* [What to do]
Start to finish, print the data below exactly, without the images.

Source data section start

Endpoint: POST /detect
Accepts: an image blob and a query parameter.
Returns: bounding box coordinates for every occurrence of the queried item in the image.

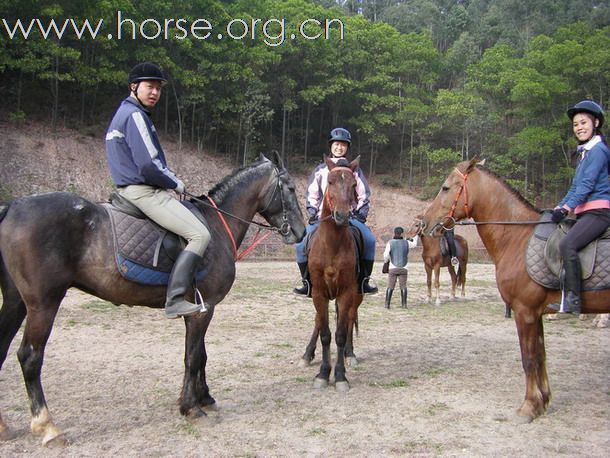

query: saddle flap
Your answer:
[109,191,146,218]
[544,224,597,280]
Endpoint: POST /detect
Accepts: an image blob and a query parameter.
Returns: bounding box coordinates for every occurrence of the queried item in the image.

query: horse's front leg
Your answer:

Source data section end

* [Exercise result]
Endpoint: POST /detect
Accepts: an image blob and a query parameter.
Returns: bounding box coordinates for every occurrence of the queried item in the image.


query: saddle flap
Your answer:
[109,191,146,218]
[544,224,597,280]
Endpoint: POST /detect
Accepts: an image blob and a query parameter.
Returns: bounding box coordinates for every occurrence of the queried item in the image.

query: horse's front leg
Your answer:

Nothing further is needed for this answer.